begin Data lines

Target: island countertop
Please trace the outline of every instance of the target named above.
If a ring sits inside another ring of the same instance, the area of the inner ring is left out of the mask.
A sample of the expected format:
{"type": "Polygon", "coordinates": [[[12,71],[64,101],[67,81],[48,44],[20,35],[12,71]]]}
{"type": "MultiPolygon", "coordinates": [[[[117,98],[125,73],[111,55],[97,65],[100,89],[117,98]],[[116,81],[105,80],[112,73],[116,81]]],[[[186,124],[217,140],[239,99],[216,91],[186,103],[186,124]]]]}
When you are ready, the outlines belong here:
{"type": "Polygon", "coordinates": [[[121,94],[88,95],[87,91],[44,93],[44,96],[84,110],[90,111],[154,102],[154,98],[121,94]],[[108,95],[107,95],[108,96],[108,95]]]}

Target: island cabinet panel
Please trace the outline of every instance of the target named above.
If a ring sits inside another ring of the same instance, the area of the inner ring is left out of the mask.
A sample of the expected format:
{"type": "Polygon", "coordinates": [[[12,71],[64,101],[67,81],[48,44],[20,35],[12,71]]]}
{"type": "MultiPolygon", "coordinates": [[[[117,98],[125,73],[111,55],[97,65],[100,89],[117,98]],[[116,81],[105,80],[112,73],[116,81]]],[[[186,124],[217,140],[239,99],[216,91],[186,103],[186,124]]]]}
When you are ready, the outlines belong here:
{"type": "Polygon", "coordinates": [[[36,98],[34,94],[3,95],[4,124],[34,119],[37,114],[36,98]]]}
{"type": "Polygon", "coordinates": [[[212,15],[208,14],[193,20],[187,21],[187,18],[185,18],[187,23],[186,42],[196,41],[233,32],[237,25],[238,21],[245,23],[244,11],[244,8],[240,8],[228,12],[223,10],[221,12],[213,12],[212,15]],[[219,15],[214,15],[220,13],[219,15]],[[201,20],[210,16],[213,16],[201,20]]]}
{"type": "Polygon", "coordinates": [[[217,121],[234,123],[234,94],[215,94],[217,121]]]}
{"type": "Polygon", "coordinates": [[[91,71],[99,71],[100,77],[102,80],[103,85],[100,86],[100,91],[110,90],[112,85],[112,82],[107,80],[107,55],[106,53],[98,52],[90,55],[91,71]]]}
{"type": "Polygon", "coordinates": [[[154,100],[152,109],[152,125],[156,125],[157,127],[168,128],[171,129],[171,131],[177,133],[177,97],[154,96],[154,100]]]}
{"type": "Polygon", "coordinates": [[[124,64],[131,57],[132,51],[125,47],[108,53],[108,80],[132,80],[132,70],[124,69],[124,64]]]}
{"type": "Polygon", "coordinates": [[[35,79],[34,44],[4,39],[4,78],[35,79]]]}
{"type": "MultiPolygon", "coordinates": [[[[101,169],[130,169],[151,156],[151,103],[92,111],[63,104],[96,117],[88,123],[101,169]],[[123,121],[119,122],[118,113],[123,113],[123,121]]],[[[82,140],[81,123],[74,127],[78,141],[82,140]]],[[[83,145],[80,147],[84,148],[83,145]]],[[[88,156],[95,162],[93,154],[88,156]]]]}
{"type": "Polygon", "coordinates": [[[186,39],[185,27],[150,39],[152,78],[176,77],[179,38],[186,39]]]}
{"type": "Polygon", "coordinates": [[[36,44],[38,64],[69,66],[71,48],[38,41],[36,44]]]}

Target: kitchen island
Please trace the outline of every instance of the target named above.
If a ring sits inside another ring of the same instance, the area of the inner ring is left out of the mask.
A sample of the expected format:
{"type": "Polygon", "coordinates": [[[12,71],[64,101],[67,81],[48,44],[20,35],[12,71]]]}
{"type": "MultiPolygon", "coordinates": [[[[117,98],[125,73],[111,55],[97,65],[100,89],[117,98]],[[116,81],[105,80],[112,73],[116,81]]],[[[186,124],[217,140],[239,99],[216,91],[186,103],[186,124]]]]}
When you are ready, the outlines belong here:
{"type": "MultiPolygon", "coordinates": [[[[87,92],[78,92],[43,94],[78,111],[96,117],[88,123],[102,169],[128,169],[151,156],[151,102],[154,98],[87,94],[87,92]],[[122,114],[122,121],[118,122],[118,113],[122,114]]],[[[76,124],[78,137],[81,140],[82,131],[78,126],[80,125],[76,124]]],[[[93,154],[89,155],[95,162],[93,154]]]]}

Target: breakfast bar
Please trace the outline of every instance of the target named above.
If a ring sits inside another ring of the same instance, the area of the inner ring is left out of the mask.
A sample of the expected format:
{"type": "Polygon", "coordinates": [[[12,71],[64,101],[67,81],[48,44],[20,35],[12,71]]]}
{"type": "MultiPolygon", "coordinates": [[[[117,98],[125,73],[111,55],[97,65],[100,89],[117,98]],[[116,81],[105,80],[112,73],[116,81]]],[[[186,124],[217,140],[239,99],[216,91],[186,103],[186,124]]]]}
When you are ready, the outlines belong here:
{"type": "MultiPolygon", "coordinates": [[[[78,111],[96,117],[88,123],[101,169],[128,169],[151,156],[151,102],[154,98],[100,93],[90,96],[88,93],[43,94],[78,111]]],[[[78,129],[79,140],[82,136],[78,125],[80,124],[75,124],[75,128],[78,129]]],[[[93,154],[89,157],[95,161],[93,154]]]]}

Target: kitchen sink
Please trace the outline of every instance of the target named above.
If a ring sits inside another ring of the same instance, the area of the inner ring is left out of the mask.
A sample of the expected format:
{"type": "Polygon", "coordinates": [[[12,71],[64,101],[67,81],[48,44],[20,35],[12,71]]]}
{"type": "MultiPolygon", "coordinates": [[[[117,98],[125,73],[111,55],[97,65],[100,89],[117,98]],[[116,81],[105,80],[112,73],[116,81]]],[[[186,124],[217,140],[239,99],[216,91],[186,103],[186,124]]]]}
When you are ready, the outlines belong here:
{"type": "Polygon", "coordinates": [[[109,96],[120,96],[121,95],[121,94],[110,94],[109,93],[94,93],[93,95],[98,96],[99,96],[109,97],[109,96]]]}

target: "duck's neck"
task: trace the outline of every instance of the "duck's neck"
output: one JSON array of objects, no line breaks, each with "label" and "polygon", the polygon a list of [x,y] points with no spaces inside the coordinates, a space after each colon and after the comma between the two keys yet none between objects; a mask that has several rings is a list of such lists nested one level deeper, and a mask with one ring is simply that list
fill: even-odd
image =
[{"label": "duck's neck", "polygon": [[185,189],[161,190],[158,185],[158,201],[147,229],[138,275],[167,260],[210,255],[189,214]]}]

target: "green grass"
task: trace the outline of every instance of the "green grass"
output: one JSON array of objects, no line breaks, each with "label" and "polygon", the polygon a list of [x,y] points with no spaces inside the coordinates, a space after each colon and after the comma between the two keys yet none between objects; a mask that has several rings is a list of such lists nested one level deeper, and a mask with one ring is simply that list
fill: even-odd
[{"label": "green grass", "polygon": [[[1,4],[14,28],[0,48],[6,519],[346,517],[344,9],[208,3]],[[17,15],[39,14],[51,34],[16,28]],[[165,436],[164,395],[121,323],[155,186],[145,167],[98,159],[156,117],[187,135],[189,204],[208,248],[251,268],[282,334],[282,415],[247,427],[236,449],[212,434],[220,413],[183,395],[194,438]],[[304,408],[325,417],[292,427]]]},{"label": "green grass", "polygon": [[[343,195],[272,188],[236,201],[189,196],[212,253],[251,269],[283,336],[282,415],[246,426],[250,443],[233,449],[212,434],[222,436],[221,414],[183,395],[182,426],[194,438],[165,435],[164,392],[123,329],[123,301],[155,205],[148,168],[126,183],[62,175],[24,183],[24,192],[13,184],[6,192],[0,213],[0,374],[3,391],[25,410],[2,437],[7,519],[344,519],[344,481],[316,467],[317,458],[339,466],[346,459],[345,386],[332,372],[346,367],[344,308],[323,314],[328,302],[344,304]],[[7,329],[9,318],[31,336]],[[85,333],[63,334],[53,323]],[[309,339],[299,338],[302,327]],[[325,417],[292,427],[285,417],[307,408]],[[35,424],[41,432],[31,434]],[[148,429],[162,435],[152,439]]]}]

end Data lines

- _Task statement_
Please find every line in the items above that contains the string "duck" and copy each one.

- _Task answer_
target: "duck's neck"
task: trace the outline of every instance of the "duck's neck"
[{"label": "duck's neck", "polygon": [[185,189],[161,190],[158,185],[158,201],[147,229],[138,275],[167,260],[210,255],[189,214]]}]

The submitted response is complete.